Exercise instructions
Please copy out the rows below without any change, starting at the line containing "# test: mark the blue" and ending at the line containing "point(24, 163)", both lines included.

* * * * * * * * *

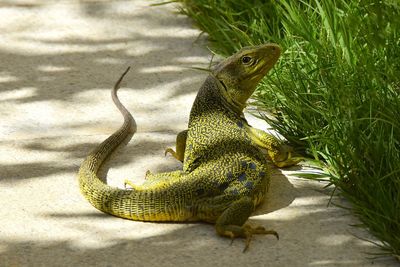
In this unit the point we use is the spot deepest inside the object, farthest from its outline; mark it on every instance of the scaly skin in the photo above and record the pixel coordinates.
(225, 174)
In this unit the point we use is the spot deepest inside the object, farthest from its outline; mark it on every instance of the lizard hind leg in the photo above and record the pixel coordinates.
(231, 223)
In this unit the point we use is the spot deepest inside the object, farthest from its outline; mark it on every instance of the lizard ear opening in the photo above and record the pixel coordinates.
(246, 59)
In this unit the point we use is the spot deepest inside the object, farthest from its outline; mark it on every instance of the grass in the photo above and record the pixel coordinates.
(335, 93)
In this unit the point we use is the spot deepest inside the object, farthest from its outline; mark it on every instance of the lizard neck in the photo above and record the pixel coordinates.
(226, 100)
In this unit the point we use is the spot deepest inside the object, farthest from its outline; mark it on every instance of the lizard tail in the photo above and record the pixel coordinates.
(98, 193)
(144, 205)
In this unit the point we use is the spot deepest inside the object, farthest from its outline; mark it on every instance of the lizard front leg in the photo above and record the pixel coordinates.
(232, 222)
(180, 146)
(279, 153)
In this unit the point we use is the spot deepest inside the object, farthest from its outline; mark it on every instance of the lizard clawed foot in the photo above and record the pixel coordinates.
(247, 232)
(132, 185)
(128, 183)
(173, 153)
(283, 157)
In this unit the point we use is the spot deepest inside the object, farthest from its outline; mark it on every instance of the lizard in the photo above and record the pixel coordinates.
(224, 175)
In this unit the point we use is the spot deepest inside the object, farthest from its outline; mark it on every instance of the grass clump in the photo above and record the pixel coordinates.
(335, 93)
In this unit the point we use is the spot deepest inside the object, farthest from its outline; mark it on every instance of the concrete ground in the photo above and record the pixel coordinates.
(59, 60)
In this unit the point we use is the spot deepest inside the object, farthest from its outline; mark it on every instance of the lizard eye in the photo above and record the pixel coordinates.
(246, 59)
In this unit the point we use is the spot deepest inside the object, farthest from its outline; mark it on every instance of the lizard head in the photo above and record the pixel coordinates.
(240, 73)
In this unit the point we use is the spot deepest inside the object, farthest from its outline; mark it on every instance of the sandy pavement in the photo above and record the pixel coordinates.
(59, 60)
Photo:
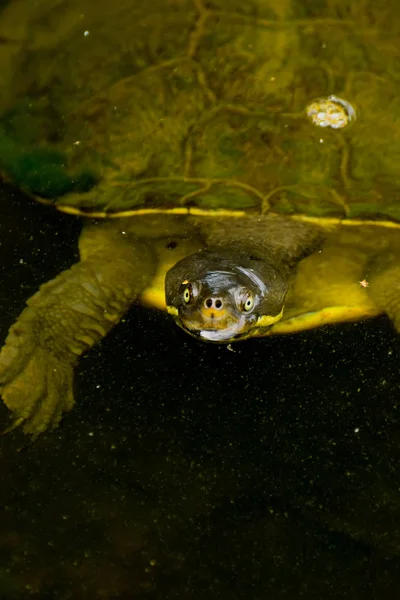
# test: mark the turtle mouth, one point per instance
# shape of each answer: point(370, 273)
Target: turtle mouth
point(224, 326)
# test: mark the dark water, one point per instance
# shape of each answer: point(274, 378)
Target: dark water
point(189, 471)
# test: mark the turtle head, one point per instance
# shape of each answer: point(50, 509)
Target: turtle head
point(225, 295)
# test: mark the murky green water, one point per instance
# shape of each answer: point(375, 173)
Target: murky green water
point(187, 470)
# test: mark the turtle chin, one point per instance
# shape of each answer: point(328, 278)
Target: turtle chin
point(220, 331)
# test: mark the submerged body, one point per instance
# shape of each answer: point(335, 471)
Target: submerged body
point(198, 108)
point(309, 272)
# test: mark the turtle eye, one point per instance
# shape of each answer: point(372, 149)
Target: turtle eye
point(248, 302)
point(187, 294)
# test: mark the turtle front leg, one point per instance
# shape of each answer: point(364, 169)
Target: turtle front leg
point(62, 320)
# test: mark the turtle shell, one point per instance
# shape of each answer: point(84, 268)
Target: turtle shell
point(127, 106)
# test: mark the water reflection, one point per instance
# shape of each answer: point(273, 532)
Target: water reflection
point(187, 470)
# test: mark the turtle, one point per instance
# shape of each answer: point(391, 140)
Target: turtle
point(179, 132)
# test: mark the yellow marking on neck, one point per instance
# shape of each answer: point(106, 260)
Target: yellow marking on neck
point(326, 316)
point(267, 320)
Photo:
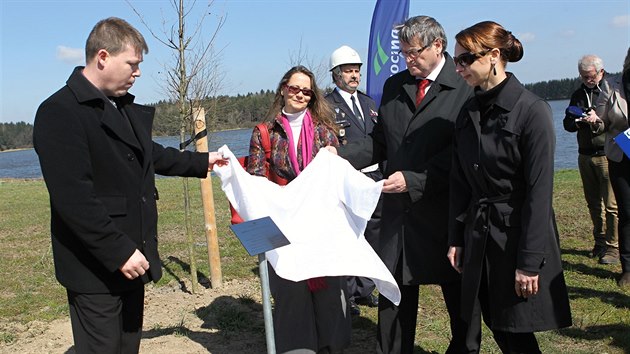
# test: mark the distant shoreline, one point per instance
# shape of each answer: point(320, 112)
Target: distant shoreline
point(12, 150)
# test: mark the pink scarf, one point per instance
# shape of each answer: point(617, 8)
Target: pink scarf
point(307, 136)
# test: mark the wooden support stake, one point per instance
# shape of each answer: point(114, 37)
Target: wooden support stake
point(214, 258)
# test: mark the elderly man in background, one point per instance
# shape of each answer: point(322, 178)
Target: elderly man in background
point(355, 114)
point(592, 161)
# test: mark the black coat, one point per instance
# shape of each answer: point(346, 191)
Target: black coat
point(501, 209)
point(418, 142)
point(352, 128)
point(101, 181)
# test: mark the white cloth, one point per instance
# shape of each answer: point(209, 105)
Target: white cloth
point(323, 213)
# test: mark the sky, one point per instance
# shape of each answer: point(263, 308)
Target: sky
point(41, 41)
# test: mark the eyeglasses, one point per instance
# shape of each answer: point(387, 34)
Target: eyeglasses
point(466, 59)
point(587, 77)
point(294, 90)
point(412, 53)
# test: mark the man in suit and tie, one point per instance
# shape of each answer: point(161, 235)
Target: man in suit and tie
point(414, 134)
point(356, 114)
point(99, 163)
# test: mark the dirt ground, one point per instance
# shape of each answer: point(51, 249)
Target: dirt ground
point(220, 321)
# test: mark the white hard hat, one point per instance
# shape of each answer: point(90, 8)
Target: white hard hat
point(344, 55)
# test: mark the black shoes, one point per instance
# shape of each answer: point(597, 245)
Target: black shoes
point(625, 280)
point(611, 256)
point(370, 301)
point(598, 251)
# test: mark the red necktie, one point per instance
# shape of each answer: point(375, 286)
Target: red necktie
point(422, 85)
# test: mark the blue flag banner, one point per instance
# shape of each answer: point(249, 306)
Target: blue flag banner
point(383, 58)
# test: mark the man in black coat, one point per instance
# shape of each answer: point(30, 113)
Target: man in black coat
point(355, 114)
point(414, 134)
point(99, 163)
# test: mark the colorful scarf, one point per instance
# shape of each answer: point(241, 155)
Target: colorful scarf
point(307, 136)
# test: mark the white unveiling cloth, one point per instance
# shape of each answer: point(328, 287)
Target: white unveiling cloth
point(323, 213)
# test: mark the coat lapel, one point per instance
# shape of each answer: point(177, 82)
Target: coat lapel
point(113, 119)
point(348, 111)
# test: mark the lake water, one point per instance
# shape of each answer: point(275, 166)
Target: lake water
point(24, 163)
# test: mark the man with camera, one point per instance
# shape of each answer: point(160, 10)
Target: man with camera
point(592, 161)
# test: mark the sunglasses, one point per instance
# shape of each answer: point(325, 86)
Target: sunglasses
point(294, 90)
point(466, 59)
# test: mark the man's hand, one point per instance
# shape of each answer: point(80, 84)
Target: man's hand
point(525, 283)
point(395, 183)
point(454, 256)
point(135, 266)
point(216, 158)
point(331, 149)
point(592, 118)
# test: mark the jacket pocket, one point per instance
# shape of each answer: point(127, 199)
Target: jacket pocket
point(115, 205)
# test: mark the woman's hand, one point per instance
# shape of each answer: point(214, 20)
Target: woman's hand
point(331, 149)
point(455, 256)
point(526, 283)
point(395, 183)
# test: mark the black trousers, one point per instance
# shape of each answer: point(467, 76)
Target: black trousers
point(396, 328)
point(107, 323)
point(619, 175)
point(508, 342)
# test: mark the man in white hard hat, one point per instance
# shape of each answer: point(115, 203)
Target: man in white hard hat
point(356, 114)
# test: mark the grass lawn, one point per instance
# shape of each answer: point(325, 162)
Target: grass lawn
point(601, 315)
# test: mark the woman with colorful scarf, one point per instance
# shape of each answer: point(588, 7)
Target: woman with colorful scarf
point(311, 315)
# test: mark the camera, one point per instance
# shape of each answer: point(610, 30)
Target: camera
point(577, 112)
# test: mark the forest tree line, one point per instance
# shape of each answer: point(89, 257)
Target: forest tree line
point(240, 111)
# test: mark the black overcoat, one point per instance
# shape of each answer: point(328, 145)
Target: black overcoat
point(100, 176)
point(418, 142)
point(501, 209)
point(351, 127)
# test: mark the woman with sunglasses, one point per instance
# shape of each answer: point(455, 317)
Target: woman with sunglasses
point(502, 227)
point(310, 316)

* * * * * * * * *

Written solution
# test: mark the blue flag banner, one point per instance
# shape of each answer: point(249, 306)
Target: blue flag banner
point(383, 58)
# test: mark the man in black coat, one point per instance
# shape of each answer: point(30, 113)
Target: man in black coat
point(355, 114)
point(414, 134)
point(99, 163)
# test: mark the colorful scarf, one point per instance
# shape of each answer: point(241, 155)
Target: colorful scarf
point(307, 136)
# test: mark the white unveiling cloth, one point per instance
# shape of each answer: point(328, 287)
Target: white unveiling cloth
point(323, 213)
# test: mark the coat lapel, one point per instance
# shape of each answer: point(177, 82)
Target: coat lapel
point(113, 119)
point(348, 111)
# test: mark the lake water, one point per instance
# shape of each answer: point(275, 166)
Target: lake water
point(24, 163)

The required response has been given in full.